Stored items
- Opening Delimiter -
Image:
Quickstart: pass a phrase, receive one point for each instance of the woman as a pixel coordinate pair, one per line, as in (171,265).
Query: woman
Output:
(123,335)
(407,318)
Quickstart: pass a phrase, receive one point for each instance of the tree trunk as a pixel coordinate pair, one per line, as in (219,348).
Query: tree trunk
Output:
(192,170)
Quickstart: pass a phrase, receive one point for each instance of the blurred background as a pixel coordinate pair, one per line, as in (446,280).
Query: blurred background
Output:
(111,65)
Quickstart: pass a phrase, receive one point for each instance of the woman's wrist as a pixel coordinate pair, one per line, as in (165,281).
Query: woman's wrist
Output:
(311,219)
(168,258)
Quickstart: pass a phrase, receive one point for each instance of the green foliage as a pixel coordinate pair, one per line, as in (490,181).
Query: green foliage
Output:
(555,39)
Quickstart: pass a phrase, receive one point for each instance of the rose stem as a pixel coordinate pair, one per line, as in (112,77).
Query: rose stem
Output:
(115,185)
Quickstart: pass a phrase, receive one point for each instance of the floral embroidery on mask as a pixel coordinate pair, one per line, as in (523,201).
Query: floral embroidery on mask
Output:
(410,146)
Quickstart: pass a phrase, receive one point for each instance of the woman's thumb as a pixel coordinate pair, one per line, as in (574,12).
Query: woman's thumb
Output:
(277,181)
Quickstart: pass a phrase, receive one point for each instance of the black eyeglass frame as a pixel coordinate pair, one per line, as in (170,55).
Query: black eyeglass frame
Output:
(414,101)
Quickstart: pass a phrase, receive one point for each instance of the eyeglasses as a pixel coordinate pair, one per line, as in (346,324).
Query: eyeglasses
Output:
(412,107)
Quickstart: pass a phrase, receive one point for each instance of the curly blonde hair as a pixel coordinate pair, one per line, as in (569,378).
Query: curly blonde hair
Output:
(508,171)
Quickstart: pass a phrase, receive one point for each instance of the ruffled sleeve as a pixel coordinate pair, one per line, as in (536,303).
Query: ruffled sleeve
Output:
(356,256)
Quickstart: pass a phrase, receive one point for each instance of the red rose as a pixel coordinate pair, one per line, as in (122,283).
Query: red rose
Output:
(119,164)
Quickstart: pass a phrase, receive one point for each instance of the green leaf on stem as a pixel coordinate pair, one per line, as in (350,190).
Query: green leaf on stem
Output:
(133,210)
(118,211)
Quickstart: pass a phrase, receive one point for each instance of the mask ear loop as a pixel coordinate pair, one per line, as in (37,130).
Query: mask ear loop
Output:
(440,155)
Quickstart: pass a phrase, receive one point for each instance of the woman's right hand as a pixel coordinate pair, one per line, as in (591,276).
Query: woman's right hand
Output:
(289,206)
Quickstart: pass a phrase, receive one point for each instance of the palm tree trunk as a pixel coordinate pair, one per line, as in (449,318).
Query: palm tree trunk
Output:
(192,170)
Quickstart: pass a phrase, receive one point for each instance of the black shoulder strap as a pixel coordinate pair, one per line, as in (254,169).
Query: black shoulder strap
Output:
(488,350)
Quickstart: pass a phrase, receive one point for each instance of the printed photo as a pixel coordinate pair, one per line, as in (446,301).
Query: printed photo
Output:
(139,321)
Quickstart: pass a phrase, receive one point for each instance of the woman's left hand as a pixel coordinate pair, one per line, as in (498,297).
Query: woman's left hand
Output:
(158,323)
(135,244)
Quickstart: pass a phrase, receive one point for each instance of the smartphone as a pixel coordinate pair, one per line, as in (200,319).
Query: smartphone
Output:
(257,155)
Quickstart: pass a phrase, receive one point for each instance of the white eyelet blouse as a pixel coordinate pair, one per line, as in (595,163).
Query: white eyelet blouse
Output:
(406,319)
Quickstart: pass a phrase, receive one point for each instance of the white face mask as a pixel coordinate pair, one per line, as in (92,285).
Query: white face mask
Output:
- Closing Delimiter -
Show the lines where the word "sleeve" appears in the entries.

§ Expected output:
Quickstart: pass a phrase, receive one point for each instance of the ruffled sleeve as a pixel coordinate pair, one per line, as in (536,303).
Query: ruffled sleeve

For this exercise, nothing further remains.